• **WORK ORDER**:
When you transcribe the entries below, keep the wording exact and omit the pictures.

• **RECORDS FOR THE TASK**:

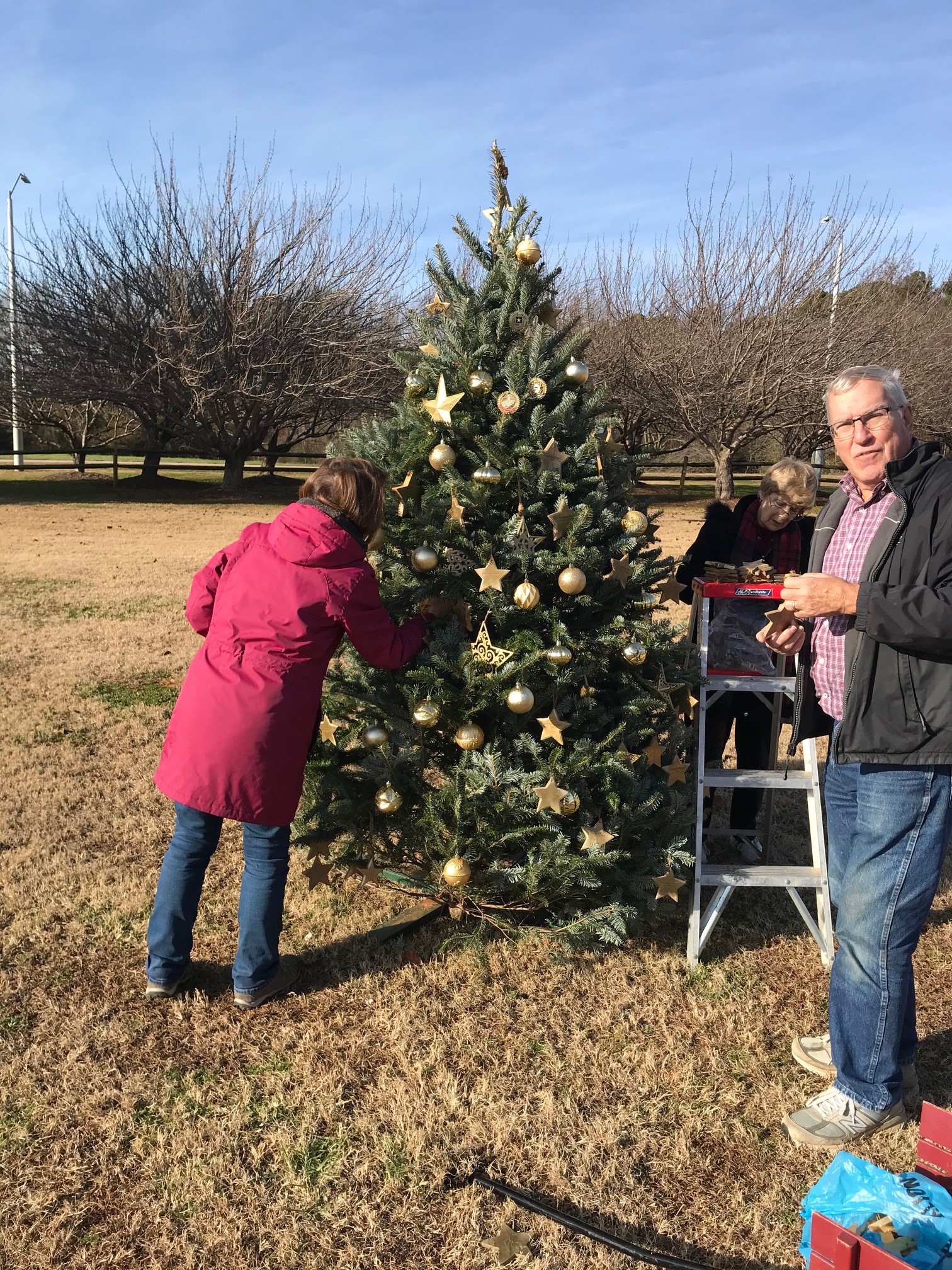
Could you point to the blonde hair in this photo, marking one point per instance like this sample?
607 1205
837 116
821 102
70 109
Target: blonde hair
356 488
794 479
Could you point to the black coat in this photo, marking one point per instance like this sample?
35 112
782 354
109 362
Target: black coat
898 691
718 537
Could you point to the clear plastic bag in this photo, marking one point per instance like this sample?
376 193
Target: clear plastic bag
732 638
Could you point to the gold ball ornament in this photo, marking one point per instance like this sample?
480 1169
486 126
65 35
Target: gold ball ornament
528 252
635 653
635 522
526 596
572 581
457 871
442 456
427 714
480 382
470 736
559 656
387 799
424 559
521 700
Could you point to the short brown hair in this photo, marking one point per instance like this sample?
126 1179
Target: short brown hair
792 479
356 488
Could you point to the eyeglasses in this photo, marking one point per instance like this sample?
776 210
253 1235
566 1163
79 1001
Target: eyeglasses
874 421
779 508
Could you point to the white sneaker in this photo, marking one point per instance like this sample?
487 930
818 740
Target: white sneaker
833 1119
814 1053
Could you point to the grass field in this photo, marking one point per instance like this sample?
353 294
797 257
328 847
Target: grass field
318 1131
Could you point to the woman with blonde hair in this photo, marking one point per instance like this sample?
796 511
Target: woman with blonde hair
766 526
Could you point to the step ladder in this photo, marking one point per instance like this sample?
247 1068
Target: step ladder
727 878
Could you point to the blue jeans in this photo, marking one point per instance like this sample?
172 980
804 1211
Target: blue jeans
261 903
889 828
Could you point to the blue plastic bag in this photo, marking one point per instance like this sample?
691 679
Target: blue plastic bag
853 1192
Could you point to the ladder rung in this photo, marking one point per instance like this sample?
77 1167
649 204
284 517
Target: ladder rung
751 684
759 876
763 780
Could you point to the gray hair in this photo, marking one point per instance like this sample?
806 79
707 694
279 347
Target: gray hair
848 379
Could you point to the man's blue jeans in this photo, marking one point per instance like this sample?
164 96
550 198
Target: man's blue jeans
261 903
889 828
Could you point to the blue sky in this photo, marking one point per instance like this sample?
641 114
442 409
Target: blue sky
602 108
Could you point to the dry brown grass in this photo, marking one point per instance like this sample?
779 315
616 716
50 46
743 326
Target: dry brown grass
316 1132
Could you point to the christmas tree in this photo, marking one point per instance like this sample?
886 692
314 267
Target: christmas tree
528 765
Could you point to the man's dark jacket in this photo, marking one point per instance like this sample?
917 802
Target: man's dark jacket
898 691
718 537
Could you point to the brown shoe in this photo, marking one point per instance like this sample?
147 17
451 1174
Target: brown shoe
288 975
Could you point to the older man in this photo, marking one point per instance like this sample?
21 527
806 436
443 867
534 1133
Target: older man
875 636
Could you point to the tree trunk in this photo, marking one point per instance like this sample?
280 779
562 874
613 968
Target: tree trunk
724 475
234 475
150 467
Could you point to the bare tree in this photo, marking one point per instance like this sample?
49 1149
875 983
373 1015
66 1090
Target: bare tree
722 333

• **FINISHED TASK**:
Could you point to the blonde hair in this photo, marking one point per instance like this sample?
607 1205
837 116
821 102
70 109
Target: blonde hair
356 488
794 479
Could you point to the black coat in this photo, marking one point per instance like this sample?
35 112
782 354
109 362
Target: black coat
898 691
718 537
Could you point to the clear plastic bag in this photo, marking one point per instance like this sample?
376 193
Target: clear plastic bag
732 638
Could you point to the gold ball ornament in this photo, marking one point per instance like this sample?
480 1169
486 126
65 35
Target: gold ball ornament
528 252
635 653
635 522
526 596
572 581
457 871
442 456
427 714
480 382
470 736
559 656
387 799
424 559
521 700
Could you point to the short brown hair in this photo, marking one point per instance like this sample?
126 1179
Target: short brown hair
792 479
356 488
Could you point to the eyeglasses in this photo, marking one point per instance like this sample?
776 210
253 1235
566 1163
79 1001
Target: eyeglasses
874 421
779 508
Could you point to the white sneaker in this photo, marking one point per instance like this sample?
487 930
818 740
Target: white sneaker
833 1119
814 1053
Could you point to the grass field in this photo, marking one point per instance like this sample?
353 294
797 257
328 847
Target: grass field
318 1131
Could you point to the woman with blonde hair in this photo, marking one point per instance like this sample?
796 511
Target: woman with blonde hair
766 526
Could you point to the step ladder in this photo, marking one point per instance like this sample?
247 1068
Target: step ladder
727 878
Could you point to the blue jeans in this photo, marking one point per instance like this sample?
172 980
804 1211
Target: blue jeans
261 903
889 828
Could you point to the blue plastic bag in this photo, marking one point per instance like this sample?
691 679
Target: blue plastic bag
853 1192
Could you point to the ladder rung in this photo, marking one point per instance like this sample?
77 1167
649 204
284 517
Target: ladder rung
751 684
759 876
763 780
Could you point to the gray hair in this photo, marking one point per instance like this sample?
806 79
707 694
279 347
Target: gray hair
848 379
Could you point to the man's blue jeans in this photo, marking one point per instance like this sample?
164 96
550 198
Target: man's blue jeans
261 903
889 828
Could you point to the blue sky in this photo, marking one point per instance like this sample?
641 114
442 409
Target: blue sky
602 108
Could you point to the dry brown grass in this photo, marking one point per instance like this sample?
779 315
616 716
50 46
743 326
Target: dry brown grass
316 1132
Could you point to the christmas tree in this photo, marking one point per instance like this sample?
886 692
314 267
Target: christmas tree
528 765
Could you point to the man's dark jacket in this photo, marking one point per instance like this sample?
917 802
Target: man's dark jacket
898 691
718 537
Could you point to the brown shoe in this photo, marking one point per instance like this sample?
147 17
451 1174
Target: brown shoe
288 975
Could you point to the older man in this photo, marking one point per instance like this sample?
21 527
806 436
443 867
534 1133
Target: older man
875 636
Could you point to the tree trunk in this photo, marking one point per instance like this sample?
280 779
562 874
613 968
Target: tree trunk
724 475
234 475
150 467
Could you point to the bare tree in this photo, marking one point per instance like this sample?
49 1149
875 983
373 1015
66 1090
Target: bare tree
722 333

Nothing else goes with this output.